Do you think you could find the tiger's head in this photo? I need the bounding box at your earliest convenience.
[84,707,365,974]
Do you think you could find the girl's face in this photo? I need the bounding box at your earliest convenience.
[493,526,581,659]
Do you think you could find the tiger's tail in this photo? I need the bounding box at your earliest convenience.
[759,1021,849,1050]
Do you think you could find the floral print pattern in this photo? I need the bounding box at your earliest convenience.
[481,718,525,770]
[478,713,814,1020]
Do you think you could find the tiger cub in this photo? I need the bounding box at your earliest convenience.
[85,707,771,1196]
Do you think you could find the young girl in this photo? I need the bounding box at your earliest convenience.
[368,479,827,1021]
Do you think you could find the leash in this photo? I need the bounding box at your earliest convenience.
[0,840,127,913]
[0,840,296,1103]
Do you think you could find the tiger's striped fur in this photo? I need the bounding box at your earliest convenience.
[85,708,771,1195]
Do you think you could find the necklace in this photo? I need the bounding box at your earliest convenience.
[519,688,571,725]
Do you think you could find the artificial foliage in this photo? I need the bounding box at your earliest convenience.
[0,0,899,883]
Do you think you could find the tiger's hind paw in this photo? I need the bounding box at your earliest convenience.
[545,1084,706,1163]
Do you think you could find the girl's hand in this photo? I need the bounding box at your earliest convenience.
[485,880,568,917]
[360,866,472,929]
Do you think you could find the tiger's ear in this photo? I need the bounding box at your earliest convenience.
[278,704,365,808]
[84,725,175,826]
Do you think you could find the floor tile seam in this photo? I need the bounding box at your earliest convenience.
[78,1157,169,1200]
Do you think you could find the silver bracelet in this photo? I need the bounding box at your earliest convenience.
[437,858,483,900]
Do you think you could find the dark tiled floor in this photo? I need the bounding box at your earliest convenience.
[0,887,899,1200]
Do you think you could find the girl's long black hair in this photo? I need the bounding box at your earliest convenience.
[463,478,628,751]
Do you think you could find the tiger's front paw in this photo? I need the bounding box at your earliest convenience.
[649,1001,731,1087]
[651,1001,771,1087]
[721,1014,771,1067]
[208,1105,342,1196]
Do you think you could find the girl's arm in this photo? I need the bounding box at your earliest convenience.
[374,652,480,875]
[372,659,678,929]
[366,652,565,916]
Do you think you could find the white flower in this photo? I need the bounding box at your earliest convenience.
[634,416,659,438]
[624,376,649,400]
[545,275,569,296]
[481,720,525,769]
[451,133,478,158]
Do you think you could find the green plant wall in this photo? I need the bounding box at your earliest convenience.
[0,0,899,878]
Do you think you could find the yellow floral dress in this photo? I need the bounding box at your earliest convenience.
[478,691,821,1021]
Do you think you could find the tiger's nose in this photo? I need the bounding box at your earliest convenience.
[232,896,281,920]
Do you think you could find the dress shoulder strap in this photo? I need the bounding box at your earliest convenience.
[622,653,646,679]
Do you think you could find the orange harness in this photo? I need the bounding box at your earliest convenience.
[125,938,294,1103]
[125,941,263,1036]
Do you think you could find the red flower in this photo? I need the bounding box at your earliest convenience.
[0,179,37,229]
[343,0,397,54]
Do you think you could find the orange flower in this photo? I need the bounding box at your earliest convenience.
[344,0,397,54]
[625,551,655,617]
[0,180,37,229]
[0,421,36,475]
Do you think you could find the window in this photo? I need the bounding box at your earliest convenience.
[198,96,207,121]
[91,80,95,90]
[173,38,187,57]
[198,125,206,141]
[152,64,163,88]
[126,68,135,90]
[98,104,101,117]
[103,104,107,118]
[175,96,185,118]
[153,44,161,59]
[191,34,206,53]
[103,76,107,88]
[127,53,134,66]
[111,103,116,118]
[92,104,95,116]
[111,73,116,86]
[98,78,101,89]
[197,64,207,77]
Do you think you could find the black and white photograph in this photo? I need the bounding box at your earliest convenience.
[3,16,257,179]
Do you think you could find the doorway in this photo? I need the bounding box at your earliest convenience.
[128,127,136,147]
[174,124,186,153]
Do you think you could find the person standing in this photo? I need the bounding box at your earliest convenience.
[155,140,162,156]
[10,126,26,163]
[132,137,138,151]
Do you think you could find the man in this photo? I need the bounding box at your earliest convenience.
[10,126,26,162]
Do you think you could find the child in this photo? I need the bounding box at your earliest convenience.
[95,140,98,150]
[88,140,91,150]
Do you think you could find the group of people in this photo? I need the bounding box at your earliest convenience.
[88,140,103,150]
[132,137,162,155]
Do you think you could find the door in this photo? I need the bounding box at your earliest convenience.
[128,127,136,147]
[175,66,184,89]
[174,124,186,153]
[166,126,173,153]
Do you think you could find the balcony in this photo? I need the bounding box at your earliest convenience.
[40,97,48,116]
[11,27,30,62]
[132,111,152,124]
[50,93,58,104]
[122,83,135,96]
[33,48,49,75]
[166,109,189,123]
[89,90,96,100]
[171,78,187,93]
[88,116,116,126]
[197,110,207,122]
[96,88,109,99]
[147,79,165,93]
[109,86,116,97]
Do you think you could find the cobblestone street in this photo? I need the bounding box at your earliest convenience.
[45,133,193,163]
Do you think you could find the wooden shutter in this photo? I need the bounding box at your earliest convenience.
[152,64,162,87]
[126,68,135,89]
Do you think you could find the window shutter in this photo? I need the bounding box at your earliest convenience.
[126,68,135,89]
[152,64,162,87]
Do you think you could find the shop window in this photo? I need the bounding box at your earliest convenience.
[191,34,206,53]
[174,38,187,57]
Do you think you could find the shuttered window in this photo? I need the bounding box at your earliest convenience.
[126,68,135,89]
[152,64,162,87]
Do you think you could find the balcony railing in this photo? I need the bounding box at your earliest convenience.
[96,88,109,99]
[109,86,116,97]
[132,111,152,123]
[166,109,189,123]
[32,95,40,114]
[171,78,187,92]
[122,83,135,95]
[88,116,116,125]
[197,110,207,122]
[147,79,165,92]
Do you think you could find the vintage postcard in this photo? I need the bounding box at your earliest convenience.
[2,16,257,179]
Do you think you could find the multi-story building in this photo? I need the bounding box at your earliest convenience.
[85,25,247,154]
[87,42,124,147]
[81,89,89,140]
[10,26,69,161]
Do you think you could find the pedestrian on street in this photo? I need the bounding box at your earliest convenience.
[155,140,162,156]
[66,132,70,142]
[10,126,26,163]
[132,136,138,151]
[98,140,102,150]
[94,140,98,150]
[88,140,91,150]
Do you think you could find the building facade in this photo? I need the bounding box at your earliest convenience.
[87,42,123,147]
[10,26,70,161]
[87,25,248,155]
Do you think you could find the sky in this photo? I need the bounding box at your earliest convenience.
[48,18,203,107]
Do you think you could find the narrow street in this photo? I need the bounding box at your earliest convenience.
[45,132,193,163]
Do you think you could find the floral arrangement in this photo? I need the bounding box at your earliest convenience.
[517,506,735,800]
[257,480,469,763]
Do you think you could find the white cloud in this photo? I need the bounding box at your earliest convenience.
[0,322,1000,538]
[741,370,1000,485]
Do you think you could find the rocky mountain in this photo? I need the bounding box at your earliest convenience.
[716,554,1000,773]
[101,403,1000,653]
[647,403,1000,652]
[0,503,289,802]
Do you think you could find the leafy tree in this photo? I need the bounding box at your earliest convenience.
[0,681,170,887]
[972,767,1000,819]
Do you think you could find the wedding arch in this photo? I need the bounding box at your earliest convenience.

WHAT THE TASK REQUIRES
Convert the records above into a Markdown table with the columns Row and Record. Give each line its own numbered row and omit blank lines.

SOLUTION BELOW
| Row | Record |
|---|---|
| 1 | Do you think you could find the tiger's head in this photo? I need the bounding box at your earliest convenience. |
| 2 | [84,707,365,974] |
| 3 | Do you think you could find the girl's face in this photo? I need the bounding box at your earliest convenience. |
| 4 | [493,526,581,659] |
| 5 | Do you think you could find the tiger's tail in this photo? I need the bounding box at your earliest convenience. |
| 6 | [759,1021,849,1050] |
| 7 | Do you think you could find the floral print pattern in this photo? I need the bounding box at your earliest convenience. |
| 8 | [481,718,525,770] |
| 9 | [478,713,814,1020] |
| 10 | Do you think you could find the tiger cub in this photo? I need the bounding box at your earliest convenience. |
| 11 | [85,707,771,1196] |
| 12 | Do you think you could find the young girl in this photo? I need the bounding box at your earliest convenience. |
| 13 | [368,479,827,1021] |
| 14 | Do you think you could find the leash in this photo? I need the bounding box at your earliest convenience. |
| 15 | [0,840,127,913] |
| 16 | [0,840,296,1103] |
| 17 | Do you think you could find the tiger's striped fur in this photo? I need the bounding box at your earliest convenience. |
| 18 | [85,708,771,1195] |
| 19 | Do you think you could find the necklace in this photo? I need the bounding box at your earliest convenience. |
| 20 | [519,688,571,725] |
| 21 | Do you think you could find the artificial foliage in this photo? I need the bounding box at your earliest convenience. |
| 22 | [0,0,899,883] |
| 23 | Do you think you could find the tiger's hind paw in this photo? I need the bounding box at your earliest convenience. |
| 24 | [545,1084,706,1163] |
| 25 | Do you think you could find the girl's hand in this photo? I need the bounding box at your earliest convenience. |
| 26 | [485,880,568,917] |
| 27 | [360,866,472,929] |
| 28 | Do you think you could find the tiger's ear in this photo? I need the bounding box at your earliest convenience. |
| 29 | [278,704,365,808] |
| 30 | [84,725,175,826] |
| 31 | Do you think you could find the floor tile seam in this photo? I need the bounding box at your earliest convenience. |
| 32 | [78,1157,169,1200] |
| 33 | Do you think you could find the silver bracelet in this photo? I need the bounding box at your earliest convenience. |
| 34 | [437,858,483,900] |
| 35 | Do you think you could find the dark tiled floor in this photo? I need the bounding box at your earliest convenience. |
| 36 | [0,887,899,1200] |
| 37 | Do you think you could find the girl's long black hair in this photo? I need the bounding box at your earliest convenience. |
| 38 | [463,478,628,751] |
| 39 | Do you think you could find the tiger's front paw in this photo? I need the bounding box at your earliest convenience. |
| 40 | [649,1001,731,1087] |
| 41 | [651,1001,771,1087] |
| 42 | [721,1014,771,1067] |
| 43 | [208,1105,342,1196] |
| 44 | Do you think you could find the girl's arm in this photo? I need the bounding box at your earliest convenience. |
| 45 | [374,652,480,875] |
| 46 | [372,659,678,929] |
| 47 | [366,652,565,916] |
| 48 | Do you think you could find the white flower in this photo? I need the bounding box at your earliest convenience. |
| 49 | [634,416,659,438] |
| 50 | [624,376,649,400] |
| 51 | [545,275,569,296] |
| 52 | [481,720,525,769] |
| 53 | [451,133,478,158] |
| 54 | Do you think you could find the green plant wall in this photo? I need the bounding box at your earliest convenience. |
| 55 | [0,0,899,878] |
| 56 | Do you think you could find the yellow floral dress in this photo? I need the bounding box at your earliest convenience. |
| 57 | [478,691,821,1021] |
| 58 | Do you think you could find the tiger's nose in this photo? I need the bounding box at your earliest convenience. |
| 59 | [232,896,281,920] |
| 60 | Do you think you could find the dress shoulder strap in this photo? I need the bounding box at your earliest convenience. |
| 61 | [622,653,646,679] |
| 62 | Do you think you could find the orange harness in this photo? I need the bounding box at your earliest convenience. |
| 63 | [125,938,294,1103] |
| 64 | [125,941,263,1036] |
| 65 | Do you think you could find the red flower in this photo? I need the bounding box at your earliest convenience. |
| 66 | [0,179,37,229] |
| 67 | [343,0,397,54] |
| 68 | Do you think you could find the orange flower in this photo? I need the bounding box at your earliest convenience. |
| 69 | [344,0,397,54] |
| 70 | [625,551,655,617] |
| 71 | [0,180,37,229] |
| 72 | [0,421,36,475] |
| 73 | Do you think you could find the window in this photo? I need the bounding box at your earliest convenience. |
| 74 | [198,96,207,121] |
| 75 | [91,80,95,90] |
| 76 | [173,38,187,57] |
| 77 | [198,125,206,141] |
| 78 | [152,64,163,88] |
| 79 | [126,68,135,90] |
| 80 | [98,104,101,117] |
| 81 | [103,104,107,118] |
| 82 | [175,96,185,118] |
| 83 | [153,44,161,59] |
| 84 | [191,34,206,53] |
| 85 | [103,76,107,88] |
| 86 | [127,53,134,66] |
| 87 | [111,103,116,118] |
| 88 | [92,104,95,116] |
| 89 | [111,73,116,86] |
| 90 | [98,78,101,89] |
| 91 | [197,64,207,77] |
| 92 | Do you think you could find the black and white photograph in this photo? I need the bounding box at your earliest convenience. |
| 93 | [3,16,257,179] |
| 94 | Do you think you could find the doorway in this photo? I need the bounding box at your earliest convenience. |
| 95 | [128,127,136,147] |
| 96 | [174,124,186,153] |
| 97 | Do you think you could find the person standing in this photo? I need the bounding box at your earliest convenience. |
| 98 | [155,140,162,156] |
| 99 | [10,126,26,163] |
| 100 | [132,137,138,151] |
| 101 | Do you think you could find the man in this photo? I need the bounding box at your earliest convenience. |
| 102 | [10,126,26,162] |
| 103 | Do you think you could find the child in this photo? I need the bounding box at your earliest convenience. |
| 104 | [95,140,98,150] |
| 105 | [88,140,91,150] |
| 106 | Do you think you could find the group of people in this photo? I need the bounding box at your earliest convenience. |
| 107 | [88,140,103,150] |
| 108 | [132,137,162,155] |
| 109 | Do you think you could find the door in this photo? I need the bounding box at your earliest convenience. |
| 110 | [128,127,136,147] |
| 111 | [175,66,184,89] |
| 112 | [174,124,186,153] |
| 113 | [166,126,173,153] |
| 114 | Do you think you could find the balcony in this photo? I need the bounding box at your earliest convenience. |
| 115 | [40,97,48,116] |
| 116 | [11,27,30,62] |
| 117 | [132,111,152,124] |
| 118 | [50,93,58,104] |
| 119 | [122,83,135,96] |
| 120 | [33,48,49,75] |
| 121 | [166,109,189,123] |
| 122 | [89,90,96,100] |
| 123 | [171,78,187,93] |
| 124 | [88,116,116,126] |
| 125 | [197,110,207,122] |
| 126 | [96,88,109,99] |
| 127 | [147,79,165,93] |
| 128 | [109,86,116,97] |
| 129 | Do you think you could find the cobblestone street in this photo? I need the bounding box at your earliest convenience. |
| 130 | [45,133,193,163] |
| 131 | Do you think you could find the wooden shutter in this photo? I need the bounding box at your earliest convenience. |
| 132 | [152,64,162,87] |
| 133 | [126,68,135,89] |
| 134 | Do you think you could find the window shutter in this photo? I need the bounding box at your earliest convenience. |
| 135 | [126,68,135,89] |
| 136 | [152,64,162,87] |
| 137 | Do you think you could find the shop window in this photo? I need the bounding box at your earliest convenience. |
| 138 | [191,34,206,53] |
| 139 | [174,38,187,57] |
| 140 | Do you think you could find the shuttered window in this photo? I need the bounding box at your earliest convenience. |
| 141 | [126,68,135,89] |
| 142 | [152,64,162,87] |
| 143 | Do you think you could find the balcony railing in this photo? I need the bounding box at your earliest convenience. |
| 144 | [96,88,109,99] |
| 145 | [109,86,116,97] |
| 146 | [132,111,152,123] |
| 147 | [166,109,189,123] |
| 148 | [32,95,40,114] |
| 149 | [171,78,187,92] |
| 150 | [122,83,135,95] |
| 151 | [88,116,116,125] |
| 152 | [197,110,207,122] |
| 153 | [147,79,165,92] |
| 154 | Do you think you could find the vintage postcard in this photo? I need the bounding box at your earliest convenience. |
| 155 | [2,16,257,179] |
| 156 | Do you think you could find the multi-story building in this photo? I need the bounding box at your earliest convenience. |
| 157 | [85,25,247,154] |
| 158 | [87,42,124,147] |
| 159 | [81,89,89,140] |
| 160 | [10,26,69,161] |
| 161 | Do you think you could find the pedestrian on street in this photo? I need the bounding box at your earliest convenience. |
| 162 | [155,140,162,156] |
| 163 | [66,132,70,142] |
| 164 | [10,126,26,163] |
| 165 | [132,136,138,151] |
| 166 | [98,140,102,150] |
| 167 | [94,140,98,150] |
| 168 | [88,140,91,150] |
| 169 | Do you think you could find the building facade in this photo? I need the bounding box at your earliest convenience. |
| 170 | [87,42,123,147] |
| 171 | [10,26,70,161] |
| 172 | [87,25,248,155] |
| 173 | Do you think you could find the sky in this photo? I need the bounding box at your earliest convenience. |
| 174 | [48,18,203,107] |
| 175 | Do you think you could find the narrow street in this photo? I need the bounding box at your earliest convenience. |
| 176 | [45,132,193,163] |
| 177 | Do you think you could find the floral arrangement in this photo? I need the bounding box at your earliest convenience. |
| 178 | [517,506,735,800] |
| 179 | [257,480,469,763] |
| 180 | Do you think you could find the white cloud in this photo? I need the bounding box at your earliest convenience. |
| 181 | [0,322,1000,538] |
| 182 | [741,370,1000,485] |
| 183 | Do you think you could find the rocky mountain in this photo? I need the bounding box at your earliest convenience. |
| 184 | [716,554,1000,773] |
| 185 | [101,403,1000,653] |
| 186 | [647,403,1000,652] |
| 187 | [0,503,289,802] |
| 188 | Do you think you could find the leafy tree in this photo? I need the bounding box at your earliest convenience. |
| 189 | [0,681,170,887] |
| 190 | [972,767,1000,819] |
| 191 | Do you think you could find the wedding arch in this photo? I need the bounding box at your earliest convenience. |